Data to process start
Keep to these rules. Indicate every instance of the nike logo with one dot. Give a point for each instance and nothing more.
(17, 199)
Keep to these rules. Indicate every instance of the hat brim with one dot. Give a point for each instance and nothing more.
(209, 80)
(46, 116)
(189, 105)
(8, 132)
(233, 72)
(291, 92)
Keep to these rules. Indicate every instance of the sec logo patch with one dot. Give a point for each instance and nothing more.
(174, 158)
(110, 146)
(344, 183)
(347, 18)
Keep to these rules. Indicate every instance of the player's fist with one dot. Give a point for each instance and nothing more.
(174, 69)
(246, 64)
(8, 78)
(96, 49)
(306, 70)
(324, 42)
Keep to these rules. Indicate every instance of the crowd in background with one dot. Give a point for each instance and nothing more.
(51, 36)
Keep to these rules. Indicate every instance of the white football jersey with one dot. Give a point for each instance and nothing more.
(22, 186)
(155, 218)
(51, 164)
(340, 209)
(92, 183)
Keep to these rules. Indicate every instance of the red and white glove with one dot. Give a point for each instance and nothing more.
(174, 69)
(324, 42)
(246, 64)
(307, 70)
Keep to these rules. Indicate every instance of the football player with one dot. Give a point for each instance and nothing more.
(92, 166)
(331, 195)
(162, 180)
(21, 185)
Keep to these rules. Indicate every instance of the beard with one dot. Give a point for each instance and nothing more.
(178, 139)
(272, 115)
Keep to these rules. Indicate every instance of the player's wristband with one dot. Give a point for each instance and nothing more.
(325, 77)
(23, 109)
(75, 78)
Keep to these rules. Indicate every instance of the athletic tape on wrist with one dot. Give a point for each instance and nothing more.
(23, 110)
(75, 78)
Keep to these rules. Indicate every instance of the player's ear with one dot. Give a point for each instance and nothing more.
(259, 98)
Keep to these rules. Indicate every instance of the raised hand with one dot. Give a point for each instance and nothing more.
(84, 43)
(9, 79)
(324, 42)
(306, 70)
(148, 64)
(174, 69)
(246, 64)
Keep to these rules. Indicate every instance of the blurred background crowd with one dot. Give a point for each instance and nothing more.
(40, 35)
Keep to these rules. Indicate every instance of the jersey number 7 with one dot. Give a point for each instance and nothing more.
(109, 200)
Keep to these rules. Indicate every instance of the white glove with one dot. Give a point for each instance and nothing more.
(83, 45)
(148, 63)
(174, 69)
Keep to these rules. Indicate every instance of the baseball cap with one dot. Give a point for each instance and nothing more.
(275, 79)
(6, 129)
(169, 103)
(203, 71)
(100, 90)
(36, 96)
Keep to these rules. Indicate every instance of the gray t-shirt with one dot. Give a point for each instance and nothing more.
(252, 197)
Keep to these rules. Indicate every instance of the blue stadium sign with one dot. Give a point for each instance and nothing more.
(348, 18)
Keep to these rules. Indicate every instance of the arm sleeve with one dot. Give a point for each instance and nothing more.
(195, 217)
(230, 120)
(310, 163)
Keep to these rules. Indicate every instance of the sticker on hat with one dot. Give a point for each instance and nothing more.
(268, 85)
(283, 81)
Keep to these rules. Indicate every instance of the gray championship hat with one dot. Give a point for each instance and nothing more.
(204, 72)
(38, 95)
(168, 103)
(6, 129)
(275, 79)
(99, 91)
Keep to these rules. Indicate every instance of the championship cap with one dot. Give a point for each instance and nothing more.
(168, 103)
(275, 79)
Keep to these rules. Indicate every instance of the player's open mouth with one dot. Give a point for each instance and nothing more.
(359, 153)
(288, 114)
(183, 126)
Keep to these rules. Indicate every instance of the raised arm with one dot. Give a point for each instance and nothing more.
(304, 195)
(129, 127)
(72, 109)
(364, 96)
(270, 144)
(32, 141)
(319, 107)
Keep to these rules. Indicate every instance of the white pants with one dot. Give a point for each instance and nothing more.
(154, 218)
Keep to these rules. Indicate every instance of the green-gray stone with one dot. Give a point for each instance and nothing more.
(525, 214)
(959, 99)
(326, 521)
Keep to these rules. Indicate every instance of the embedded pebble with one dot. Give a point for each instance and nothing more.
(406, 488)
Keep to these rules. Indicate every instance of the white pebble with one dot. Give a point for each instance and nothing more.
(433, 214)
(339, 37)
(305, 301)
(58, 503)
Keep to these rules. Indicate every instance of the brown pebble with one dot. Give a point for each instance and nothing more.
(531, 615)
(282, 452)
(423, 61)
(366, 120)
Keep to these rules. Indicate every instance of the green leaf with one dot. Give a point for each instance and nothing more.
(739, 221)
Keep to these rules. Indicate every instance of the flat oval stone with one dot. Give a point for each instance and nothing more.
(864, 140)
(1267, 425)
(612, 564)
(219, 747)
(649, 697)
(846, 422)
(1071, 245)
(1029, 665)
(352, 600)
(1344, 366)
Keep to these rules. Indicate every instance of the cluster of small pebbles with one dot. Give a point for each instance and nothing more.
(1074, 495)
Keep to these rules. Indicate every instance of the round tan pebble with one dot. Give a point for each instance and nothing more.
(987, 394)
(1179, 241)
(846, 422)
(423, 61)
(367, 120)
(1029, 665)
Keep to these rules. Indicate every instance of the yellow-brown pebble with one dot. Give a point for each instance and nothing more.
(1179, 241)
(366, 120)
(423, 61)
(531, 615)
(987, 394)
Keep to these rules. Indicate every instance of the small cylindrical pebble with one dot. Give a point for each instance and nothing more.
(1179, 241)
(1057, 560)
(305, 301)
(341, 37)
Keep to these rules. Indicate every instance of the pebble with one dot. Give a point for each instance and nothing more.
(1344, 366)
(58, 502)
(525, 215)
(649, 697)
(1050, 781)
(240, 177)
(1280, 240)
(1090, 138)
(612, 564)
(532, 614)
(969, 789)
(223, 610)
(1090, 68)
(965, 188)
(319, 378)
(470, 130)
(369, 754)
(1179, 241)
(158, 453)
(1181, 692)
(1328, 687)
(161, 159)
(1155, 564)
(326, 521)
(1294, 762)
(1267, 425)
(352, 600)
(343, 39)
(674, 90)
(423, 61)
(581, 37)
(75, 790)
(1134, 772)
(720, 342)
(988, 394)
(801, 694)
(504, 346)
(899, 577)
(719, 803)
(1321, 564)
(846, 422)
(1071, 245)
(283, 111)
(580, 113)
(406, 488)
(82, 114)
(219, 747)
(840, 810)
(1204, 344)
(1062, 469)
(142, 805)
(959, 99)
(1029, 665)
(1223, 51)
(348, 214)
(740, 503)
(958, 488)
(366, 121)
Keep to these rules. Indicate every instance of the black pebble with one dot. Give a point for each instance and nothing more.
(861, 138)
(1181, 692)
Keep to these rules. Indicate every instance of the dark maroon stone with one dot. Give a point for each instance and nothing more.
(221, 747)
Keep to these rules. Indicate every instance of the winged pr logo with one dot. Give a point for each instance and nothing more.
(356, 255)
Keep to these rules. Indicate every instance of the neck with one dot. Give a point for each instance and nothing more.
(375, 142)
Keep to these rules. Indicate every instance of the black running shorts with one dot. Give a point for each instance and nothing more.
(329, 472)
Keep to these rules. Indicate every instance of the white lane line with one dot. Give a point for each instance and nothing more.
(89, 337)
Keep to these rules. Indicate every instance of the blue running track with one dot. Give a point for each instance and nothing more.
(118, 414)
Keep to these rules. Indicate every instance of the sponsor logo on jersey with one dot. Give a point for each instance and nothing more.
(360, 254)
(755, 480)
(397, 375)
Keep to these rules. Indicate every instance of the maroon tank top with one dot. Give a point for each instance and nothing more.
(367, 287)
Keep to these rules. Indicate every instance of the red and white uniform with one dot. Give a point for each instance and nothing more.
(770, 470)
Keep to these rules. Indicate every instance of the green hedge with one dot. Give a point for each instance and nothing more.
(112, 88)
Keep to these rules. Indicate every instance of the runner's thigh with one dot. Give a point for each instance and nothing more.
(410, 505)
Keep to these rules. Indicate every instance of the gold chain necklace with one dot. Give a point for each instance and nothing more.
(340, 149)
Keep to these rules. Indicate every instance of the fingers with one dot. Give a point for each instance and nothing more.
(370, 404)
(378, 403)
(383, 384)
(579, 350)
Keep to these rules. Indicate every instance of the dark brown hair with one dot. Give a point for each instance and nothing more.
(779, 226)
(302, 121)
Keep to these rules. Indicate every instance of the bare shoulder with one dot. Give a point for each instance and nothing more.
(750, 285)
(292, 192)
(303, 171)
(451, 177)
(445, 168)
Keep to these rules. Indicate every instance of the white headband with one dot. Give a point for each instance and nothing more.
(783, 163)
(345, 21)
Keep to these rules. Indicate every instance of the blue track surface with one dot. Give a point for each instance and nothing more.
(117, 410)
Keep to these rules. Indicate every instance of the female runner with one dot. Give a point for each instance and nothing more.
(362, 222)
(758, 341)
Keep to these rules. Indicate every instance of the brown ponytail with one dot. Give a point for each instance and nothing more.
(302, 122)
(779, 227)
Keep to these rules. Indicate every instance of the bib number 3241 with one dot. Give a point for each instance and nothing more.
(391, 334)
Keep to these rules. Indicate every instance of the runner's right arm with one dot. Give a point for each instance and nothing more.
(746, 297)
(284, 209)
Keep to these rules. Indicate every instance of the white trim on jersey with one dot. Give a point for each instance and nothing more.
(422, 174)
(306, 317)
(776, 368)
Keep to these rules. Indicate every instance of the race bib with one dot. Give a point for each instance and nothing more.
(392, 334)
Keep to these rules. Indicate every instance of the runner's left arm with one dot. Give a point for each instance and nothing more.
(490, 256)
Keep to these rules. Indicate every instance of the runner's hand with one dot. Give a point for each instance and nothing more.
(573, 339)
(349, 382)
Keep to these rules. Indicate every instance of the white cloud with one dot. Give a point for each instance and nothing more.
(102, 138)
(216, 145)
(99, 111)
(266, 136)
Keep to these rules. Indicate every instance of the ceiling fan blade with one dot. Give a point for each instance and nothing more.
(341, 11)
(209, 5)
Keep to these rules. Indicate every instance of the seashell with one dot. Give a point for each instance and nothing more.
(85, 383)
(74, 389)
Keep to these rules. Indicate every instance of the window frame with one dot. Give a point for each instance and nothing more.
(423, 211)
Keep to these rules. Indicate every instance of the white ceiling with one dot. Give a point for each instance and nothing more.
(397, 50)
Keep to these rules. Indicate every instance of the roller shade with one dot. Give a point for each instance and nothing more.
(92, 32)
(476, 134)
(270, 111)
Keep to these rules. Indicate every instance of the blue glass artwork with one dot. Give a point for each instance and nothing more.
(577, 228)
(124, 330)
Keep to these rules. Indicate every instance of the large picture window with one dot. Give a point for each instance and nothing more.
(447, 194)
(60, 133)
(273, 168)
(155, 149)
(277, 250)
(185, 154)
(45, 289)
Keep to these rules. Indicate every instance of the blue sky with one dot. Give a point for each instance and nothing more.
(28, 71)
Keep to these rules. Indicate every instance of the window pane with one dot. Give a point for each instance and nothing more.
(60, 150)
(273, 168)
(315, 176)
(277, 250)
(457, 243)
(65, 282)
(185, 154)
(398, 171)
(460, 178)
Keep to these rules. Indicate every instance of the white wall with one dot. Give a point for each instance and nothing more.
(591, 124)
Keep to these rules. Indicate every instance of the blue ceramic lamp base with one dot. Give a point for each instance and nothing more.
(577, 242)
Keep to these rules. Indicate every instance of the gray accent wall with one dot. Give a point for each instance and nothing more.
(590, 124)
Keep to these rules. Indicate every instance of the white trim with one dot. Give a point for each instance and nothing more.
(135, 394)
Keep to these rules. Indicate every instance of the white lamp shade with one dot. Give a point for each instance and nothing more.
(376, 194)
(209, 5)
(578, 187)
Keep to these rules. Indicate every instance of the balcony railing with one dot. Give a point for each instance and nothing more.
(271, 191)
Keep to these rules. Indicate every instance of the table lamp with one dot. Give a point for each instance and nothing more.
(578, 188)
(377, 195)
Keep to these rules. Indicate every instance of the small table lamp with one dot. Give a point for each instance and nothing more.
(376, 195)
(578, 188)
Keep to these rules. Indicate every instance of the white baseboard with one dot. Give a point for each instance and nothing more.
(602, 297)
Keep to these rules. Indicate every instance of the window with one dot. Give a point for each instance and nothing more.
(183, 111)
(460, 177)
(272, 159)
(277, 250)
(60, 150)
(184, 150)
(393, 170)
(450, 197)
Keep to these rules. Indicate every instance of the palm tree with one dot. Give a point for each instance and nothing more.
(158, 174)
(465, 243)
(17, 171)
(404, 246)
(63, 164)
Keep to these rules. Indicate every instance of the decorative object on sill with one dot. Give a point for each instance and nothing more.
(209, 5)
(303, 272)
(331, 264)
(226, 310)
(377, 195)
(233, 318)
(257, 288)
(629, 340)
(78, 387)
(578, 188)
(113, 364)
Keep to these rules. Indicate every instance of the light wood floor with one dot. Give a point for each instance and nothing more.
Data to process end
### The task
In the records above, return only the line that contains "the white baseboard" and every line after it through the last, exactly as they appear.

### Result of this task
Keep to these rules. Indicate every instance of the white baseboard with one dot. Give a point for each instance and nothing more.
(602, 297)
Keep to these rules. Indicate every instance of the window with one dot. Give a point for each instance and nothing more.
(183, 111)
(460, 177)
(272, 159)
(277, 250)
(60, 150)
(184, 150)
(393, 170)
(450, 197)
Keep to these rules. Indicate every instance of the palm tree with one dot. Give a point for each instance and nothing more.
(158, 174)
(465, 243)
(17, 171)
(404, 246)
(63, 164)
Keep to these rules. Indicate every instance of the decorative object on sill with one dot. Give a point for each instance and nothing more.
(209, 5)
(303, 272)
(331, 264)
(226, 310)
(377, 195)
(233, 318)
(257, 288)
(629, 340)
(78, 387)
(578, 188)
(113, 364)
Keep to these rules. Indicate every instance of the light wood floor with one dot. Give a point for each instance and nothing more.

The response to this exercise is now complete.